[BEGIN Provided records]
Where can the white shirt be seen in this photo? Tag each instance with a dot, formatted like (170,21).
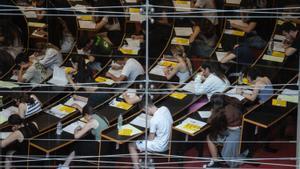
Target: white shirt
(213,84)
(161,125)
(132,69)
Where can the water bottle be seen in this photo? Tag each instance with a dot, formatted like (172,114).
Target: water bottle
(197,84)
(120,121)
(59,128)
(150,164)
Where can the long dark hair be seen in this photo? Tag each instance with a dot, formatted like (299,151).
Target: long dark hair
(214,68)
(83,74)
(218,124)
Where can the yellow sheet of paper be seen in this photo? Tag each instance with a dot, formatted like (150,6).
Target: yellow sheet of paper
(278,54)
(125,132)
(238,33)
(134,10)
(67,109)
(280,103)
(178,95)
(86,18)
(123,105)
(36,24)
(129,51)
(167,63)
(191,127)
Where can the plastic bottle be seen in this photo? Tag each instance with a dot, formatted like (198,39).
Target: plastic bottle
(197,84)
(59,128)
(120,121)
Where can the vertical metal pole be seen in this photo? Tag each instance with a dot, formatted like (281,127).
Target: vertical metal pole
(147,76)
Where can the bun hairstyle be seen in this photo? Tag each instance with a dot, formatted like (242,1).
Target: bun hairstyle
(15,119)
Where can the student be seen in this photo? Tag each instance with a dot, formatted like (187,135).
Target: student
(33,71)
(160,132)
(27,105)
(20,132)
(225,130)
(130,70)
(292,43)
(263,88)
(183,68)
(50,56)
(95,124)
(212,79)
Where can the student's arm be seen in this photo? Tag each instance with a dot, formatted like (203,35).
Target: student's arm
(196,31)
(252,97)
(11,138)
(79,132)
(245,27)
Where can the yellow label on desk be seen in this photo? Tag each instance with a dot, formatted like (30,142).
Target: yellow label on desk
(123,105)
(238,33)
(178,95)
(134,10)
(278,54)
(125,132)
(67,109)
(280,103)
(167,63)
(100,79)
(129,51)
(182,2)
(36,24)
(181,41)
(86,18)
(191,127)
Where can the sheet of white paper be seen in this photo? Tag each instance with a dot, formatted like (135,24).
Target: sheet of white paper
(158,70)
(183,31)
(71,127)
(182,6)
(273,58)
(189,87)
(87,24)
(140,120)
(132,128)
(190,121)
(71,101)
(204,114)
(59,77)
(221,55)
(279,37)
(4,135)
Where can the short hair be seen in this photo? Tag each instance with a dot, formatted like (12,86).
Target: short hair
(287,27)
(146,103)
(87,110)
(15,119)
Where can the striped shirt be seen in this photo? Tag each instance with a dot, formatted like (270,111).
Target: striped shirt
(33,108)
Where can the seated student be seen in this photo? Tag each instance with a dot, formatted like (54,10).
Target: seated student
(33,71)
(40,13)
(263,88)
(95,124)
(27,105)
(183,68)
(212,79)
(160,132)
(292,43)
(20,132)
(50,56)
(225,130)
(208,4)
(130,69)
[END Provided records]
[BEGIN Provided records]
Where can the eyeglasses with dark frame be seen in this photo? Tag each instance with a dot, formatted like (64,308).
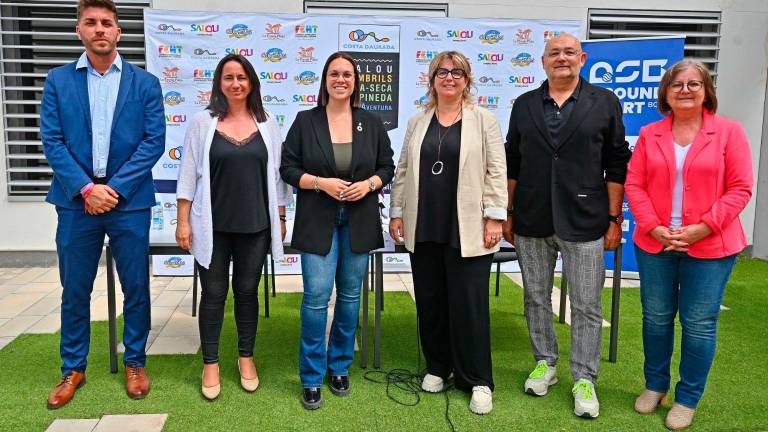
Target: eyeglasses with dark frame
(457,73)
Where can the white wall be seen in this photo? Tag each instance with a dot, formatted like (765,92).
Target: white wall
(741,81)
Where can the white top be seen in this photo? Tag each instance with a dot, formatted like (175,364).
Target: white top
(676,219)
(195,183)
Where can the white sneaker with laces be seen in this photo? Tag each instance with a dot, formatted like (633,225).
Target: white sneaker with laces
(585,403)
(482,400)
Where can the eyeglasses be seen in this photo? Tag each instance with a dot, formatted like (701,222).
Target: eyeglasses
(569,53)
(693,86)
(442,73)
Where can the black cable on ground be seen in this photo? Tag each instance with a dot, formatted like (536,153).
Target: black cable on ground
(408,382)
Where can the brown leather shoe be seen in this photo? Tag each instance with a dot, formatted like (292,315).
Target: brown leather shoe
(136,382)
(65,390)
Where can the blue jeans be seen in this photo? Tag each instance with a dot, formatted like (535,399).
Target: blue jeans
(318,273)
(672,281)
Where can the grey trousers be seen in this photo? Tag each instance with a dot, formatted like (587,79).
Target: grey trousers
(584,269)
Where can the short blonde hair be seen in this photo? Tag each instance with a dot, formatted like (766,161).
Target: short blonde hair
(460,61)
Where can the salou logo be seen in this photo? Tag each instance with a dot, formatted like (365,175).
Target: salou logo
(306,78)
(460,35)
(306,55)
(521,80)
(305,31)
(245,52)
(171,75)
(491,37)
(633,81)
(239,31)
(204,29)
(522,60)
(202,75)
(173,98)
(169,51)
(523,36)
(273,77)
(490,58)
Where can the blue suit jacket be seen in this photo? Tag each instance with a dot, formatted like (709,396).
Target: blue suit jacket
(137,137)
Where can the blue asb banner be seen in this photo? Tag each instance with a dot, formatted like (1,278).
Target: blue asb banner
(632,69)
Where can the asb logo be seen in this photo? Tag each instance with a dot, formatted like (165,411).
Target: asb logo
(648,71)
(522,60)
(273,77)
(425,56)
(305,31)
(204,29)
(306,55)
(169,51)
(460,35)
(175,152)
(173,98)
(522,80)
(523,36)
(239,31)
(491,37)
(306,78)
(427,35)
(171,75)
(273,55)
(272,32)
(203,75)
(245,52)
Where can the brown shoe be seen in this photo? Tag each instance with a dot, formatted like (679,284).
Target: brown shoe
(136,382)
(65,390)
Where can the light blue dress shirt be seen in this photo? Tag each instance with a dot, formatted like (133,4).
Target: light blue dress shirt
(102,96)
[END Provided records]
__Task to complete__. Copy out every line of the items above that contains the string "salou".

__The response__.
Where can the salou logo be seen in this photo? Tag each instance with a dot, formatted like (365,175).
Target: salou logo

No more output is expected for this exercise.